Problem 1 - Can you recast the entries below as a Markdown table with the columns Row and Line, covering everything from the start of the entries down to the line containing "[91,86,115,196]" (both ends included), with one row per line and blank lines left out?

Article -
-- BEGIN --
White paper
JAAD
Java API for
ActiveDatabase
VERSION
HISTORY
Version |
Comments |
Version 0.5 |
§
Initial Draft |
Version 0.7 |
§
Incorporated feedback from Howard
Pein and Peter Coates. |
Version 1.0 |
§
Deleted UML diagrams the JAVADOCS
are much more descriptive. |
|
§
|
Applications frequently reply on databases
to persist critical data. The persistent storage is typically used to store
reference data (e.g. user entitlements and offerings) and the application state
(e.g. open orders and trades). At the same time, applications will frequently
cache some of the data in caches. Caching is usually done to provide quick
response times to user requests.
As the state information changes in the
cache or the database for example, trades are generated and orders are filled
the application has to ensure that the two distributed data stores are in a
consistent state. When the data cached in the application changes, it is the
responsibility of the application to write the new state to persistent storage.
-- END --
Problem 2 - Would you reproduce the JAAD white paper above word for word, everything from "As the state" down to "to persistent storage."?

Provided data -
-- BEGIN --
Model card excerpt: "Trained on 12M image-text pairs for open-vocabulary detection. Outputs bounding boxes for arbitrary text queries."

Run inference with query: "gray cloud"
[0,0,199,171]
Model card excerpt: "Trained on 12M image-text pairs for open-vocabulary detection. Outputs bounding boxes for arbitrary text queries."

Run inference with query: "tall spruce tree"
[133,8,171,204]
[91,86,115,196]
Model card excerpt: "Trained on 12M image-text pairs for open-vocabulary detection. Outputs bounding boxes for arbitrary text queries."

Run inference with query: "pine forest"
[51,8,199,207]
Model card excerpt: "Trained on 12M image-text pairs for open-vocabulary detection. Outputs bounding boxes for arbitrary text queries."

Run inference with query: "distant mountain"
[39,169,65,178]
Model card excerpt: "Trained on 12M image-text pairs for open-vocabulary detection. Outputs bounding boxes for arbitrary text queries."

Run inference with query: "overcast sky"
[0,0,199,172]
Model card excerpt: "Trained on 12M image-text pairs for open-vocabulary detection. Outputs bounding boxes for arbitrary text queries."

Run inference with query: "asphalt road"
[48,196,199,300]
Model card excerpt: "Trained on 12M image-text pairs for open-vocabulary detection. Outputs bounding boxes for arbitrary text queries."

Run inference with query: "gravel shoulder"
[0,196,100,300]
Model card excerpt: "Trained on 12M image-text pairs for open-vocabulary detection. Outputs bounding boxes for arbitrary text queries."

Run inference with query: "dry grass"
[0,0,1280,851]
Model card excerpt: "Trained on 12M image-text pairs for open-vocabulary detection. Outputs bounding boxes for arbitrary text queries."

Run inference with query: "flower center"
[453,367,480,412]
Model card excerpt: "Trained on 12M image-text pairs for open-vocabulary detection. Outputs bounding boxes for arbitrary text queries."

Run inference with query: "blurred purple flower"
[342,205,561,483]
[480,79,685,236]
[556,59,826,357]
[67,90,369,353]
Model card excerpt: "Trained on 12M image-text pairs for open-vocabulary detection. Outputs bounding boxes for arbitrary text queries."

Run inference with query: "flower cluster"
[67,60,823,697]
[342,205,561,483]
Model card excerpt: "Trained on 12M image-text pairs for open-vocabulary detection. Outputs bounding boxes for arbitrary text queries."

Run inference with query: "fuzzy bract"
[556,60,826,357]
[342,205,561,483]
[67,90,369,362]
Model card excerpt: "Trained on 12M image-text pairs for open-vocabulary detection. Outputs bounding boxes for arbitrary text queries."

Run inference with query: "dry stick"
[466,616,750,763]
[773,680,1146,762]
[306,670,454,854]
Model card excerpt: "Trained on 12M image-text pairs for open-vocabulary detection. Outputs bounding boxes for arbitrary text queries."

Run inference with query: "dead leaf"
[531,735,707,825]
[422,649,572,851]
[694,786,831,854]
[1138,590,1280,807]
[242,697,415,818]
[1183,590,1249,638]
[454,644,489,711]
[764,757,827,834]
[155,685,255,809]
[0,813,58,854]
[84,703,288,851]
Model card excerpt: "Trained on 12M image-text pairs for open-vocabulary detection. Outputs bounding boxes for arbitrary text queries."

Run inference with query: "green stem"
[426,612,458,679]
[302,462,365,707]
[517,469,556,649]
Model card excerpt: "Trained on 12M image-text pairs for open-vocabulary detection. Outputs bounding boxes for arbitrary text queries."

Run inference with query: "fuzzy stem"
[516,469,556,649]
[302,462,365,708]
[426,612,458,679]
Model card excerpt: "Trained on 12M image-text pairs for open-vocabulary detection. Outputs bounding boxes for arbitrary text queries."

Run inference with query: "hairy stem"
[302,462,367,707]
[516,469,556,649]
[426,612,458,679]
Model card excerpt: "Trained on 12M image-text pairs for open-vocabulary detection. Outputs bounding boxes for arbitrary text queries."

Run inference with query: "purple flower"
-- END --
Correct response 1 -
| Row | Line |
|---|---|
| 1 | Model card excerpt: "Trained on 12M image-text pairs for open-vocabulary detection. Outputs bounding boxes for arbitrary text queries." |
| 2 | Run inference with query: "gray cloud" |
| 3 | [0,0,199,171] |
| 4 | Model card excerpt: "Trained on 12M image-text pairs for open-vocabulary detection. Outputs bounding boxes for arbitrary text queries." |
| 5 | Run inference with query: "tall spruce tree" |
| 6 | [133,8,171,204] |
| 7 | [91,86,115,196] |

Correct response 2 -
As the state information changes in the
cache or the database for example, trades are generated and orders are filled
the application has to ensure that the two distributed data stores are in a
consistent state. When the data cached in the application changes, it is the
responsibility of the application to write the new state to persistent storage.